───── Text section ─────

21st-century Sage: Niall Ferguson and the Western Malaise

Niall Ferguson wrote a book in 2000 entitled The Cash Nexus, the phrase derived from Thomas Carlyle’s Chartism (1839) and Past and Present (1843), and it seems the influence of the prototypical Victorian Sage is strong in the right-wing historian/ economist. In his article “Rue Britannia: Debt used to make us Great” in the Sunday Times of last week (17 June 2012), he was in full neo-sage mode as he identified the “malaise” at the heart of western society, and issued dire warnings for the consequences of our current recklessness.

                            Niall Ferguson

Thomas Carlyle                                                                  Niall Ferguson

The sage approach is characterized by first referencing a current social issue: for example, worker unrest in Chartism; for Ferguson, the issue is, of course, the economic difficulties engulfing various western states. Then, he makes the classic sage move: considering the problem not in itself, but as a symptom of a society rotten to the core. Financial problems are “nothing more than symptoms of an underlying instittutional malaise”. Like Carlyle, Ferguson harks back to a time when society was well-ordered: for Carlyle, it was feudalism; for Ferguson, it seems to be any time between the Glorious Revolution of 1688 and the dusk of the British Empire. This was a time of “legislating for economic development” and when “even war became an increasingly profitable activity […] There was no default. There was no inflation. And Britannia bestrode the globe”. But now, Ferguson repeats, we have arguments over austerity and stimulus as “a consequence of a more profound malaise”.

But the sage must not only condemn, he must also make clear the dangers of our path. For Carlyle, that lay in class antagonisms, which would end in revolution and anarchy if not appeased by the prophesied “Aristocracy of Talent”. For Ferguson, the fear is that the west is on the way to being overtaken by China. He informs us that the average American was 20 times richer than his Chinese counterpart in 1978, but is now only 5 times richer. Truly a sobering statistic. The dangers of Chinese economic power are not expressly identified, but that it is not desirable is clear (he has been more explicit on this elsewhere).

There is always blame that must be apportioned by the sage. Carlyle lambasted the Idle Aristocracy, characterized as “Sir Jabesh Windbag”. This class had  abdicated its responsibility to lead, and had to be overthrown, for the real aristocracy to take over, or mob-rule and another French Revolution would be the outcome. For Ferguson, the blame also falls on the acting aristocracy of our time, the governments and financial decision-makers who have broken the covenant between the generations and are in the process of leaving the coming generations in financial ruin.

─────

### Work instructions
- A) Please list every year that appears in the essay on Niall Ferguson, in the order the years first occur.
- B) Extend the essay on Niall Ferguson by continuing it from its last sentence.
The items after the essay on Niall Ferguson are separate material.

───── Supplied entries ─────

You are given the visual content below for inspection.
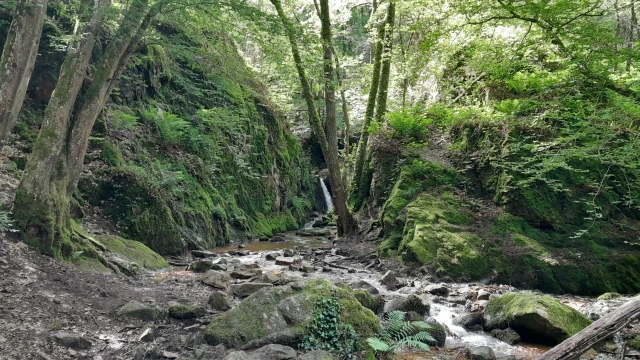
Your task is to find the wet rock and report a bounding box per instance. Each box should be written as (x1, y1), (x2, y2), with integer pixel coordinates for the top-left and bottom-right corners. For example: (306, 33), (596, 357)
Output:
(231, 282), (273, 297)
(467, 346), (496, 360)
(349, 280), (380, 295)
(53, 331), (91, 350)
(251, 344), (296, 360)
(169, 305), (207, 320)
(453, 312), (485, 330)
(425, 284), (449, 296)
(491, 328), (522, 345)
(118, 300), (160, 321)
(296, 228), (331, 236)
(191, 250), (218, 259)
(276, 256), (302, 266)
(485, 293), (591, 345)
(384, 295), (431, 316)
(300, 350), (335, 360)
(202, 270), (231, 290)
(380, 270), (398, 290)
(229, 269), (262, 280)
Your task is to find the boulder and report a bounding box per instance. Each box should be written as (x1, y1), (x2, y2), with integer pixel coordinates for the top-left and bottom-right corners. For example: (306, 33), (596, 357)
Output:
(384, 295), (431, 316)
(491, 328), (521, 345)
(204, 279), (379, 347)
(251, 344), (296, 360)
(53, 331), (91, 350)
(380, 270), (398, 290)
(169, 305), (207, 320)
(118, 300), (161, 321)
(467, 346), (496, 360)
(231, 282), (273, 297)
(485, 293), (591, 345)
(349, 280), (380, 295)
(202, 270), (231, 290)
(209, 291), (231, 311)
(453, 312), (485, 330)
(191, 250), (218, 259)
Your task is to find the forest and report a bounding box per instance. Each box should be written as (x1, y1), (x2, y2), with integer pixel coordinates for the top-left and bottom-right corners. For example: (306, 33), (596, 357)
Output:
(0, 0), (640, 360)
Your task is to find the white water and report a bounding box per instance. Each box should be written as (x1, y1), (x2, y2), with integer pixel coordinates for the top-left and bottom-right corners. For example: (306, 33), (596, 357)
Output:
(320, 178), (333, 213)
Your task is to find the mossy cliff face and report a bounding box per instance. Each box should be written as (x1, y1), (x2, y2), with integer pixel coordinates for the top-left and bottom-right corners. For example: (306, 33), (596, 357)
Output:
(204, 280), (379, 347)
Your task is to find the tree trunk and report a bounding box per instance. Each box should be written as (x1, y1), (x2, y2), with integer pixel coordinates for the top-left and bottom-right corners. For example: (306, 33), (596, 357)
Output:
(0, 0), (48, 146)
(537, 296), (640, 360)
(14, 0), (110, 257)
(350, 2), (395, 209)
(270, 0), (355, 234)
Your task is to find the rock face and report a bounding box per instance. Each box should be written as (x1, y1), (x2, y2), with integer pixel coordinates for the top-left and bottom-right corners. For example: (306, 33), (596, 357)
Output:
(204, 280), (379, 347)
(118, 300), (160, 321)
(485, 293), (591, 345)
(384, 295), (431, 316)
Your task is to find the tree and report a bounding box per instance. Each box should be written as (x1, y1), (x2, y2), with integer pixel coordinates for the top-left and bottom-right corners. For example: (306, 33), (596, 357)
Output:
(271, 0), (356, 235)
(0, 0), (48, 145)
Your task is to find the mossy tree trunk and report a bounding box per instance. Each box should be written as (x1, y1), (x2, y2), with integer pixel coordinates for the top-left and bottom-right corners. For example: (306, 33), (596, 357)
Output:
(0, 0), (48, 145)
(270, 0), (356, 234)
(350, 2), (395, 209)
(14, 0), (155, 257)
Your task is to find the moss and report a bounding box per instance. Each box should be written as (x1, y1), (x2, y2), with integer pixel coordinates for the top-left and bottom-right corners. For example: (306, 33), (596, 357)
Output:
(96, 235), (169, 270)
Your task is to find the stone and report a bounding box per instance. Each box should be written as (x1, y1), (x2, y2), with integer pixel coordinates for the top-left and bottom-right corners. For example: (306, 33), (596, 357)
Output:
(202, 270), (231, 290)
(453, 312), (485, 330)
(191, 250), (218, 258)
(300, 350), (336, 360)
(231, 282), (273, 297)
(169, 305), (207, 320)
(484, 293), (591, 345)
(204, 279), (379, 348)
(467, 346), (496, 360)
(380, 270), (398, 290)
(229, 269), (262, 280)
(425, 284), (449, 296)
(53, 331), (92, 350)
(384, 295), (431, 316)
(251, 344), (296, 360)
(491, 328), (522, 345)
(276, 256), (302, 266)
(349, 280), (380, 295)
(118, 300), (160, 321)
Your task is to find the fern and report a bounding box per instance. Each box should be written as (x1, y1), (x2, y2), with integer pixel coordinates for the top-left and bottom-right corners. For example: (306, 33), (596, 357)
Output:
(367, 311), (435, 359)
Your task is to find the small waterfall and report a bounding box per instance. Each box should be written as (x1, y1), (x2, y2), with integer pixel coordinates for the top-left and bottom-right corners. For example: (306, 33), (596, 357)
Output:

─────

### Expected results
- A) 2000, 1839, 1843, 2012, 1688, 1978

- B)
There is one desirable way out for Ferguson: “a heroic effort of leadership”, one that would persuade “not only the young but also a significant proportion of the parents and grandparents to vote for a more responsible fiscal policy”. That word, heroic, how evocative it is in a Carlylean context! (See On Heroes, Hero-Worship, and the Heroic in History (clue’s in the title), or pretty much anything else he wrote). Who Ferguson is talking about is not quite clear, though he does at one point observe: “If young Americans knew what was good for them, they would all be in the Tea Party.” They’re not, though, rather they are still in thrall to the cash nexus, but perhaps, even still, they are only holding out for a hero, and when such a person appears above the political horizon, the western world will bends its collective knee before him and pay due homage. Carlyle would certainly have liked to think so.

In summation, this post has simply tried to pick up on some similar rhetorical devices in use in Ferguson and Carlyle, as part of our ongoing attempts to trace Carlyle’s influence, such as it is, from the 1830s to the present day. In his appeal to national pride and his idealization of the British national past, his appeal to morality (implied in his description of “the present system” as “fraudulent”), his diagnosis of a sickness in our present condition, his apparent nostalgia for warfare and his investment in the idea of heroic leadership, he gives us ample reason to believe that there is at least one neo-Carlylean amongst the celebrated intellects of our time.